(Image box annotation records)
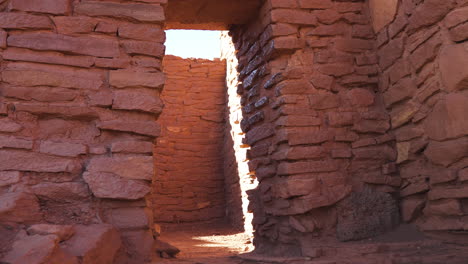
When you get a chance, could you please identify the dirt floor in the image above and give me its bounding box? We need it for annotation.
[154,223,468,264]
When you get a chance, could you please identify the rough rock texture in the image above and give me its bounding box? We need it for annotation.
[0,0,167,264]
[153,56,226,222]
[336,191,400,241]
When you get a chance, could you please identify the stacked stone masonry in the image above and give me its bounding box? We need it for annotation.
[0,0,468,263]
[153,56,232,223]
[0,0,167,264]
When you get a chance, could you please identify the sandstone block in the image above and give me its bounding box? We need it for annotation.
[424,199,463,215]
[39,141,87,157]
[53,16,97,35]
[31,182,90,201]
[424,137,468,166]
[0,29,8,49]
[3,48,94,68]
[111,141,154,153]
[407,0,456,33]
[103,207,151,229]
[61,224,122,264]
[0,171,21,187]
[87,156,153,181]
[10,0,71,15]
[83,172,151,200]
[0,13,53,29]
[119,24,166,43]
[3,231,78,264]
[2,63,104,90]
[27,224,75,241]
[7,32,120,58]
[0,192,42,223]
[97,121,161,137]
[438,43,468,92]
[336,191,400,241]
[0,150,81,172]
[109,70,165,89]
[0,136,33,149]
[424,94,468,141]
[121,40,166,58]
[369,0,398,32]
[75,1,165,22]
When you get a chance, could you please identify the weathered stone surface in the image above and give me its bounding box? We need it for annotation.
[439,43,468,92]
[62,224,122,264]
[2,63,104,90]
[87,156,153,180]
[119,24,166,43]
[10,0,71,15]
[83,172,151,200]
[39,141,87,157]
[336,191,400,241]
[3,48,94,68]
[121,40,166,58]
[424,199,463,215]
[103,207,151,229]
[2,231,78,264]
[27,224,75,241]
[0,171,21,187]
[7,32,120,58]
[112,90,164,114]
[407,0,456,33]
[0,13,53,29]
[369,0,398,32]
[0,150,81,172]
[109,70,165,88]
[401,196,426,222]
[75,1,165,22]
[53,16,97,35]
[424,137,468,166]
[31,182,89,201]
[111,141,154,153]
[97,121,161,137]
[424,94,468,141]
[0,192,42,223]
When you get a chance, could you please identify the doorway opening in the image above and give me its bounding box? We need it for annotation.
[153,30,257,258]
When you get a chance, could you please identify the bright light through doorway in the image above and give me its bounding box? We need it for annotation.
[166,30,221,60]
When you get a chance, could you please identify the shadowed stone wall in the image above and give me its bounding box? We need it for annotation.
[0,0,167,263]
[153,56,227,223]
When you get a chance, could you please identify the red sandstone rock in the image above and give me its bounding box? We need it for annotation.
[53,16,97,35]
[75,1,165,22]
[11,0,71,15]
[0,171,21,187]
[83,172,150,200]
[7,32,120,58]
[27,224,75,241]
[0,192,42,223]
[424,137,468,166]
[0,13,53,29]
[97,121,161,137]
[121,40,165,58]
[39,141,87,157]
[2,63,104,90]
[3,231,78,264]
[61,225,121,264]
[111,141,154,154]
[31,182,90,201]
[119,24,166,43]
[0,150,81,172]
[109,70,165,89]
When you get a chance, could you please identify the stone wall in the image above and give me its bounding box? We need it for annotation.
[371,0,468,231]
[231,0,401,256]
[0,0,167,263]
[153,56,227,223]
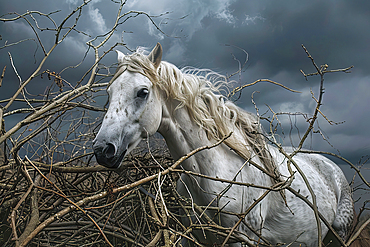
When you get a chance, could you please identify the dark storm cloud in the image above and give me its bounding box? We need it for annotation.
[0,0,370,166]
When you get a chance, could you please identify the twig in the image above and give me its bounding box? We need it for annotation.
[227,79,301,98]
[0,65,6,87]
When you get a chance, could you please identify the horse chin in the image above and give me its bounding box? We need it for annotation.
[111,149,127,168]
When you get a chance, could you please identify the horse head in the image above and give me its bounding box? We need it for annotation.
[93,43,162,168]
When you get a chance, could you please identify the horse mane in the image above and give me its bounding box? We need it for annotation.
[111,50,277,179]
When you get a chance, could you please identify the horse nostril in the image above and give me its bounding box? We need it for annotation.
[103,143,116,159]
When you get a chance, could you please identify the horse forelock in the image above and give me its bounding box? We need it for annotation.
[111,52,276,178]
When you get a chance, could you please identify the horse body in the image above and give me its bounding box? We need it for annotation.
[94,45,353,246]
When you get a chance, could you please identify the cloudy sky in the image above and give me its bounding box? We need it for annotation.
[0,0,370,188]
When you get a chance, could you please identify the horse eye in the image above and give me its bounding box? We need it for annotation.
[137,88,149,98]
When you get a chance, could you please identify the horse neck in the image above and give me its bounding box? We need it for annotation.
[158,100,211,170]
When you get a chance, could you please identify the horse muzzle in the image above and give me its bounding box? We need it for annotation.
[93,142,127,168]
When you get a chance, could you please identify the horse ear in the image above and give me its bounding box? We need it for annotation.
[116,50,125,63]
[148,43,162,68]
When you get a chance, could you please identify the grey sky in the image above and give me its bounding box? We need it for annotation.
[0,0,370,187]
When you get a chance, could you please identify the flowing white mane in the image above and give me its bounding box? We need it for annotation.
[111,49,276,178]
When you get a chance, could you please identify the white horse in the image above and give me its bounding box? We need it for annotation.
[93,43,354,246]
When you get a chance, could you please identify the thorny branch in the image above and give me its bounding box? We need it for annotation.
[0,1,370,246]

#### Work to do
Starting at the line that contains "When you get a chance, could you please identify the twig" and ending at the line that contains "[111,149,127,168]", reproduce those lines of the records with their requests, multiplying each bounding box coordinate in the answers by 2.55 and rounding to whole numbers, with halves rounded up.

#### Worked answer
When you get a chance, could you please identify the twig in the image above and give me its bounding box? We need it for annotation.
[579,201,768,250]
[0,166,15,222]
When you get a chance, could you please identify the horse chin in the image above and give me its bounding box? We need it for annotation.
[283,380,324,428]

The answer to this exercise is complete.